begin Data provided

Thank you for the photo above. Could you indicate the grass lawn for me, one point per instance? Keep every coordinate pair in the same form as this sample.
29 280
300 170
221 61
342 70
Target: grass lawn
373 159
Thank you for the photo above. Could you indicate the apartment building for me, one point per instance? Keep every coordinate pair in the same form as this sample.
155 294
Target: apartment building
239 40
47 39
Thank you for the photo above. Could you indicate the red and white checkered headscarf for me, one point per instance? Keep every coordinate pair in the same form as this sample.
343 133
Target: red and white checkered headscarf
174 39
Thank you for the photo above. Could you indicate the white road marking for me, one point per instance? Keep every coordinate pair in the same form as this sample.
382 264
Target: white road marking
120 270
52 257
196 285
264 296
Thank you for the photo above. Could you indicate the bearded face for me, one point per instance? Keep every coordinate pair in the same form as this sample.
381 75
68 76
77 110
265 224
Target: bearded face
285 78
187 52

end Data provided

Required work:
Set down all of the rows above once more, unchanged and in the same order.

The completed task:
Thank you for the photo above. Could you indicate the grass lawn for me, one point per instance? Keep every coordinate pair in the same form as this sample.
29 280
300 170
221 61
342 70
Target: grass lawn
373 159
Thank you for the photo above. Could you indicate the apartment building for me, one point per instance? Keep every coordinate pair in the same form as this sample.
155 294
Target: apartment building
239 40
47 39
Thank you for the photo above. Could you indicate the red and white checkered headscarf for me, one point per instance? Keep every coordinate pair in the same form as this sample.
343 133
Target: red and white checkered headscarf
174 39
Thank you for the photo above. Could you indicate the white road marking for me, one point per instance? Keep every coordinate pair in the same form as this sample.
382 264
Target: white road marking
120 270
52 257
196 285
264 296
Thank you for the photo above. Could you indicate the bearded face for me, one point per instance? Keep every coordinate pair in the same form as this sample.
381 75
68 76
77 110
265 224
Target: bearded face
285 78
187 52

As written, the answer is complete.